## What the task requires:
Return the entries below precisely, omitting nothing.

---------- Extracted entries

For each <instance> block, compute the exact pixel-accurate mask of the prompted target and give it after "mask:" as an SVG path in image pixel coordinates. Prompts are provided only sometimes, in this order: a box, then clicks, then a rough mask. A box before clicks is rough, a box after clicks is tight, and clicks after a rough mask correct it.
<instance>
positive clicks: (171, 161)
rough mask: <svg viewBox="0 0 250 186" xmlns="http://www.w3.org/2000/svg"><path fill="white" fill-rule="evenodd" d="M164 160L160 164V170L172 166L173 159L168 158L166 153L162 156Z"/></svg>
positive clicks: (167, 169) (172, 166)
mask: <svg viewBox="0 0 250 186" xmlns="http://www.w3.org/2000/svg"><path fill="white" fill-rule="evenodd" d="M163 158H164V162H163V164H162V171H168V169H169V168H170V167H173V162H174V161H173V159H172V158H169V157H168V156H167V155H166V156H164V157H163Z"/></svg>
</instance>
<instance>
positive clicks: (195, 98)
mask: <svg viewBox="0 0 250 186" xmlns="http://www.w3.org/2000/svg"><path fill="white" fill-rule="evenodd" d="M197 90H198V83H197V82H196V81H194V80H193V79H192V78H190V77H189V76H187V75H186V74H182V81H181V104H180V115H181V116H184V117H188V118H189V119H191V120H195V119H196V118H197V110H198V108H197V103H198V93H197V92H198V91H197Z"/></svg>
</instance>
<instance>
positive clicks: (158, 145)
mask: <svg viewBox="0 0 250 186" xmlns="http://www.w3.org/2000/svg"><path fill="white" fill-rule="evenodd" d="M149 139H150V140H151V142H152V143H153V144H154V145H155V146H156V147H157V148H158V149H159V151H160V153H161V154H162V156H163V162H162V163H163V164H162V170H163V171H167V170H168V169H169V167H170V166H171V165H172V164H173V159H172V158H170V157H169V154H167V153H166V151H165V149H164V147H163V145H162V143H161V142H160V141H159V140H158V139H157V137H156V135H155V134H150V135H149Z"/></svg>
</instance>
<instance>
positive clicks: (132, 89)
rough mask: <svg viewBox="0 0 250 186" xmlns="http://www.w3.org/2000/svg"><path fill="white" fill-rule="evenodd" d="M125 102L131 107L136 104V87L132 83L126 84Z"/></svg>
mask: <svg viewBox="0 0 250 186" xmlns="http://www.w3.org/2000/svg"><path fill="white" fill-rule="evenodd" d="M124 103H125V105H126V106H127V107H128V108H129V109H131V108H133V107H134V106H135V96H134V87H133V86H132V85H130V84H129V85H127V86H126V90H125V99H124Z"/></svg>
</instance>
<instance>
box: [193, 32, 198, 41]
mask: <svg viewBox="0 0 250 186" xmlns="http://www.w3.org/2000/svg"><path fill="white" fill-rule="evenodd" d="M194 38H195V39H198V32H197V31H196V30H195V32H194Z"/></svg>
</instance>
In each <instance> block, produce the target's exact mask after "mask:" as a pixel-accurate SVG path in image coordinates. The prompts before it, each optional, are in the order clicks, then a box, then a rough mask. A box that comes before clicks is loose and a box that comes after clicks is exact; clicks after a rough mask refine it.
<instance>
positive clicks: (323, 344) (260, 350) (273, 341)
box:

--------------------

## Result for this task:
For each <instance> block, compute the exact pixel-accurate mask of the prompted target and give it after "mask:" as an SVG path in image pixel coordinates. Prompts are provided only sometimes, in this order: a box, then clicks, then a rough mask. A box before clicks is rough, a box after clicks is tight, and clicks after a rough mask correct it.
<instance>
positive clicks: (171, 161)
rough mask: <svg viewBox="0 0 250 186" xmlns="http://www.w3.org/2000/svg"><path fill="white" fill-rule="evenodd" d="M164 160L160 164V170L172 166L173 159L168 158L166 153L162 156Z"/></svg>
positive clicks: (167, 169) (172, 166)
mask: <svg viewBox="0 0 250 186" xmlns="http://www.w3.org/2000/svg"><path fill="white" fill-rule="evenodd" d="M163 158H164V162H163V164H162V171H168V169H169V168H170V167H173V162H174V161H173V159H172V158H169V157H168V156H167V155H166V156H164V157H163Z"/></svg>
</instance>
<instance>
positive clicks: (195, 98)
mask: <svg viewBox="0 0 250 186" xmlns="http://www.w3.org/2000/svg"><path fill="white" fill-rule="evenodd" d="M197 90H198V83H197V82H196V81H194V80H193V79H192V78H190V77H189V76H187V75H186V74H182V81H181V104H180V115H181V116H184V117H188V118H189V119H191V120H195V119H196V118H197V110H198V108H197V103H198V93H197V92H198V91H197Z"/></svg>
</instance>
<instance>
positive clicks: (158, 145)
mask: <svg viewBox="0 0 250 186" xmlns="http://www.w3.org/2000/svg"><path fill="white" fill-rule="evenodd" d="M149 139H150V140H151V142H152V143H153V144H154V145H155V146H156V147H157V148H158V149H159V151H160V153H161V154H162V156H163V162H162V163H163V164H162V170H163V171H167V170H168V169H169V167H170V166H171V165H172V164H173V159H172V158H170V157H169V154H167V153H166V151H165V149H164V147H163V145H162V143H161V142H160V141H159V140H158V139H157V137H156V135H155V134H150V135H149Z"/></svg>
</instance>
<instance>
positive clicks: (132, 89)
rough mask: <svg viewBox="0 0 250 186" xmlns="http://www.w3.org/2000/svg"><path fill="white" fill-rule="evenodd" d="M125 102L131 107L136 104V87L132 83L126 84Z"/></svg>
mask: <svg viewBox="0 0 250 186" xmlns="http://www.w3.org/2000/svg"><path fill="white" fill-rule="evenodd" d="M124 103H125V105H126V106H127V107H128V108H129V109H131V108H133V107H134V106H135V96H134V87H133V86H132V85H130V84H129V85H127V86H126V90H125V99H124Z"/></svg>
</instance>
<instance>
box: [193, 32, 198, 41]
mask: <svg viewBox="0 0 250 186" xmlns="http://www.w3.org/2000/svg"><path fill="white" fill-rule="evenodd" d="M194 38H195V39H198V32H197V31H196V30H195V32H194Z"/></svg>
</instance>
In each <instance> block, produce the target's exact mask after "mask:" as a pixel-accurate SVG path in image coordinates. The prompts before it, each optional, are in the order clicks, then a box, then a rough mask. A box that comes before clicks is loose and a box that comes after clicks is exact; clicks after a rough mask refine it.
<instance>
positive clicks: (323, 344) (260, 350) (273, 341)
box:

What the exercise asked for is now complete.